**Records:**

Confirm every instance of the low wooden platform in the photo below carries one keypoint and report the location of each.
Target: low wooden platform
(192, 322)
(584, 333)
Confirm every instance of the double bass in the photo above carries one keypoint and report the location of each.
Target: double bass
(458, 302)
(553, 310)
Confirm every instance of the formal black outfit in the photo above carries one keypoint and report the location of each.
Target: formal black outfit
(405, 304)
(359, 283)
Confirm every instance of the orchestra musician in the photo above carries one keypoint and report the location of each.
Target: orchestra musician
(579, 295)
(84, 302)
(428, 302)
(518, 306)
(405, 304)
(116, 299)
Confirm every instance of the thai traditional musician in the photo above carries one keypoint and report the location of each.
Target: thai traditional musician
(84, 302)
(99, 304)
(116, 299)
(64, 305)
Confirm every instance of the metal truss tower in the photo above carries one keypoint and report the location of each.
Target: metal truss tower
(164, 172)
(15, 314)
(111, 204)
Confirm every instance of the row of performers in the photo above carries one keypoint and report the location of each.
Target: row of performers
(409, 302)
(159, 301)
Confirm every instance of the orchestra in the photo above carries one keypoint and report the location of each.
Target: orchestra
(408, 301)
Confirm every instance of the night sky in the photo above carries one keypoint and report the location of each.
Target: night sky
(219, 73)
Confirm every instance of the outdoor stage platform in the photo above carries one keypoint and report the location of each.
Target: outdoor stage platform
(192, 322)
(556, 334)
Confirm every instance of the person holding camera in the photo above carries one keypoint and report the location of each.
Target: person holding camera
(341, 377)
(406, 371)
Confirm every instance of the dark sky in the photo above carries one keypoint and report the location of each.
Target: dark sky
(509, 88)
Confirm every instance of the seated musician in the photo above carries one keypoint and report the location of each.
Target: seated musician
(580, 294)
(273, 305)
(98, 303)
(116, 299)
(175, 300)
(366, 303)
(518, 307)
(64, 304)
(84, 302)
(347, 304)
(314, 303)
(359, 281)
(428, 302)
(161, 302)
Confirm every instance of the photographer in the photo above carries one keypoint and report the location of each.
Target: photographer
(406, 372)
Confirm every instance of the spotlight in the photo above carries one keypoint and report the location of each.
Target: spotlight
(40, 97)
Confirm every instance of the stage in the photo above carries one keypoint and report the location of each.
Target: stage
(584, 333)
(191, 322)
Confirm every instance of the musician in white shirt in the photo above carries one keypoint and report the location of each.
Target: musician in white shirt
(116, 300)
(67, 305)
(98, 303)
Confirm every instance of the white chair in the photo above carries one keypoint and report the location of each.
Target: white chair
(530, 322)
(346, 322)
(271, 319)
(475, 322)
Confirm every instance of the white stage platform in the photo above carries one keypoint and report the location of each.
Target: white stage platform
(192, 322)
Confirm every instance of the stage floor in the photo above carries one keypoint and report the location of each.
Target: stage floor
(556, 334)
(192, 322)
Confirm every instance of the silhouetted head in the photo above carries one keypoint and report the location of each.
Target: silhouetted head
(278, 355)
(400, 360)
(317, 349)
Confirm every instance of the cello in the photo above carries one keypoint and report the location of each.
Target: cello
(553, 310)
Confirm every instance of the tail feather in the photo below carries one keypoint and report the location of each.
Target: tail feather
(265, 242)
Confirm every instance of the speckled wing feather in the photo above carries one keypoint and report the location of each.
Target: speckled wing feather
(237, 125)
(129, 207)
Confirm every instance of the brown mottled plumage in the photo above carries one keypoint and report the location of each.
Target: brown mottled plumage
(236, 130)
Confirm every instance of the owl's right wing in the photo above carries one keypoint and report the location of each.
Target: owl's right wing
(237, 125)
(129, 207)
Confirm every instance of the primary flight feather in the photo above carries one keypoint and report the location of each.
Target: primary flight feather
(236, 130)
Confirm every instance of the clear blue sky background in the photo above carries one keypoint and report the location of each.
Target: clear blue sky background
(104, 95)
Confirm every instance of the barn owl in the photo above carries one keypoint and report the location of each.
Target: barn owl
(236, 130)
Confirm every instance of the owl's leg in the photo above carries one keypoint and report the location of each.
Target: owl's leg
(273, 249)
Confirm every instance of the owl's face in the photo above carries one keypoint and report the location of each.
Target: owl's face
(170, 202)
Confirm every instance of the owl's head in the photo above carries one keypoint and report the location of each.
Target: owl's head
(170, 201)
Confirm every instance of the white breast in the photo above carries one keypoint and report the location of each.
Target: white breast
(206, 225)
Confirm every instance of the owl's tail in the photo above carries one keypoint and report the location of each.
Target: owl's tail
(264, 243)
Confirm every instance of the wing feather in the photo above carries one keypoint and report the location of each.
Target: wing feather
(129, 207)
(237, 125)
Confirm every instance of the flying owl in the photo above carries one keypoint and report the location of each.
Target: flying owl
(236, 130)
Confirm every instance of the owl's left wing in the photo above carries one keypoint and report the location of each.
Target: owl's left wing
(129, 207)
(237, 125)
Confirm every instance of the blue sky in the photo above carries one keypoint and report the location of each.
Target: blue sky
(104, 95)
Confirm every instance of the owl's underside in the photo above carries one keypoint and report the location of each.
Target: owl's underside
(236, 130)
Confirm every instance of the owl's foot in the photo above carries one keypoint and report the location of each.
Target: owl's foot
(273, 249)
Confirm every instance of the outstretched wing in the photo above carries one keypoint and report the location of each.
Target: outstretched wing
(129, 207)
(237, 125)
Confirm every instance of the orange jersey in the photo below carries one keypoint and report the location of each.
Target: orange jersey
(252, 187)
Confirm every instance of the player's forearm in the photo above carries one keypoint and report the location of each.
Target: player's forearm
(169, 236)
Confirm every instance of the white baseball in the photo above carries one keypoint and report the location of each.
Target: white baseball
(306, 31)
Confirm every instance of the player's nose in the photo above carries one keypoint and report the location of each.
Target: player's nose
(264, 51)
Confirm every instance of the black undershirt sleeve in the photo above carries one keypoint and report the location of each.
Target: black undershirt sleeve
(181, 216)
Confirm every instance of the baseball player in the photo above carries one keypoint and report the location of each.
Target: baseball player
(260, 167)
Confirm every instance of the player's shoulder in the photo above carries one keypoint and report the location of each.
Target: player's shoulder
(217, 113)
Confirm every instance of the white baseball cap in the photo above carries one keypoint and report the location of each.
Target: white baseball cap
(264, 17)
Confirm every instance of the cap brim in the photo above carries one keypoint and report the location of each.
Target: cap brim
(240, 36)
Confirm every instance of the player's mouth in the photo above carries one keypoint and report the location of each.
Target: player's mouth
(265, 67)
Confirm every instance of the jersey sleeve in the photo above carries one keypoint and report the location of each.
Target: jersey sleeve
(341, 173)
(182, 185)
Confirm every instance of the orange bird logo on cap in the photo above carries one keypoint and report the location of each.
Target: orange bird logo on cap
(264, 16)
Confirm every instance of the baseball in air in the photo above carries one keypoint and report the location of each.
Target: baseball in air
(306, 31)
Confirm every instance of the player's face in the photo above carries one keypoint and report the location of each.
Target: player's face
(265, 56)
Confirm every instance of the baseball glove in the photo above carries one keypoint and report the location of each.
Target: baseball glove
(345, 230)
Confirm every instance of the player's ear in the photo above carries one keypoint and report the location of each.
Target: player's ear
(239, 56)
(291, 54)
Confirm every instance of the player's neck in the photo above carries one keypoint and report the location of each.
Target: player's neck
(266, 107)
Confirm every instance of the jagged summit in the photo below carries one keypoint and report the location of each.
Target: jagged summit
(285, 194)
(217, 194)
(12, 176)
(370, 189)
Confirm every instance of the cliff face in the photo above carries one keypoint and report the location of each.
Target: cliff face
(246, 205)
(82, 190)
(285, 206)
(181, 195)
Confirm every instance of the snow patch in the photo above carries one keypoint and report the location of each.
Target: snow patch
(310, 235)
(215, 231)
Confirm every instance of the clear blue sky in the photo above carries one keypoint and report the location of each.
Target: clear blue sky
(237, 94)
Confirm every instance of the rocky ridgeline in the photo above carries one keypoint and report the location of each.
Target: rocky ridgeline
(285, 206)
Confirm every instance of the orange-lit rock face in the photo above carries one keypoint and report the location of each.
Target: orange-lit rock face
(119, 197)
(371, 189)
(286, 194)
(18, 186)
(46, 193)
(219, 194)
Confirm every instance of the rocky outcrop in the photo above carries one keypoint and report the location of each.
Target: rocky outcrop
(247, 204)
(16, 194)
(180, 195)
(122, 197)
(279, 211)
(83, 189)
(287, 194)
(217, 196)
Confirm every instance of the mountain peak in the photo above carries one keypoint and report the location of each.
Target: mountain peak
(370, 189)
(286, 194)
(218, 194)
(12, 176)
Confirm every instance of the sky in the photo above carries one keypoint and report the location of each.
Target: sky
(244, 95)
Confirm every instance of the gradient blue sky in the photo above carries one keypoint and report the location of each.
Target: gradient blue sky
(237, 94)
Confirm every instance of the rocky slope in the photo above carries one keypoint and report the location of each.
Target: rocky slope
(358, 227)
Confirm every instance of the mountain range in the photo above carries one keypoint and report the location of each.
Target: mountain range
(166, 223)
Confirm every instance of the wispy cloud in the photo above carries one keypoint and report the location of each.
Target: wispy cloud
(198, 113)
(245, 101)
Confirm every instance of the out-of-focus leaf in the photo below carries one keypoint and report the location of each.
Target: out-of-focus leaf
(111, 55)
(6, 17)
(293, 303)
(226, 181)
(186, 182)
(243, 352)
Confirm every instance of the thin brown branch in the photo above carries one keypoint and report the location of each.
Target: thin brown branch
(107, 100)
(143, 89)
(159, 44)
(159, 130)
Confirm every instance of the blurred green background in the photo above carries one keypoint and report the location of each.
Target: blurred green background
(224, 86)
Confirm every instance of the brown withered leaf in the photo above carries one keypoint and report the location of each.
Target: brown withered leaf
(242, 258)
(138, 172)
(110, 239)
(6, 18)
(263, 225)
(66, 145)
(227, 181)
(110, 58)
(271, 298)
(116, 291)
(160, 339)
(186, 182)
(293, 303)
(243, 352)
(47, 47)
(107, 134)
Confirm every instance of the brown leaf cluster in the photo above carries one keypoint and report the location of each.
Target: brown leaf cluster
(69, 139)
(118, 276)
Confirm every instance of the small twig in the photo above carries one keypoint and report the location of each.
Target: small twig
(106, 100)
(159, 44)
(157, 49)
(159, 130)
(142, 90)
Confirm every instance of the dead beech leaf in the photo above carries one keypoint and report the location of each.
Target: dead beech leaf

**What is being asked:** Write out only what runs from the line holding "Confirm every instance of the mountain peak" through the last line of the records, exactly as shown.

**Answer to this task:**
Confirm every instance of the mountain peak in the photo above carries one keypoint and report the location of each.
Target: mountain peak
(370, 189)
(286, 194)
(218, 194)
(12, 176)
Confirm every instance of the sky in the photo above carries one keypoint and report the location of each.
Target: sky
(244, 95)
Confirm every instance of the gradient blue sky in the photo above carries one keypoint and report the location of each.
Target: gradient blue sky
(237, 94)
Confirm every instance of the rocky slope in the photo above carries one keypoint and report the location of each.
Target: rocky slope
(358, 227)
Confirm every instance of the mountain range in the photo above carries one keypoint and report the location of each.
Target: mountain range
(166, 223)
Confirm every instance of the wispy cloud in the photo above carries one keypoint and report the location of each.
Target: wispy cloud
(198, 113)
(245, 101)
Confirm every instance of the out-of-focus leaf in the photo below carries one keypoint and report the location of each.
Target: out-of-focus leaf
(111, 55)
(6, 17)
(293, 303)
(226, 181)
(186, 182)
(243, 352)
Confirm every instance of the thin brown branch in the photo above carries one keypoint and report the location of each.
Target: thin brown branch
(107, 100)
(143, 89)
(159, 44)
(159, 130)
Confirm every instance of the blurred green background in the photo above carries one keypoint and report the location of each.
Target: blurred green background
(224, 86)
Confirm every instance of the brown withered leaf in the photo above carries one keypoint and report the location of each.
Target: brown withered leaf
(242, 258)
(138, 172)
(110, 239)
(6, 18)
(263, 225)
(66, 145)
(227, 181)
(110, 58)
(271, 298)
(116, 291)
(160, 339)
(186, 182)
(293, 303)
(243, 352)
(47, 47)
(107, 134)
Confirm every instance of the brown leaf cluster in the photo above carries one keypoint and report the location of each.
Target: brown leaf cluster
(69, 139)
(118, 276)
Confirm every instance of the small twig in the photo above carries one keypoint and report the location of each.
Target: small twig
(106, 100)
(159, 44)
(157, 49)
(159, 130)
(142, 90)
Confirm every instance of the dead beech leaf in the photo above carries one keypoint and report the location of each.
Target: dead beech leaf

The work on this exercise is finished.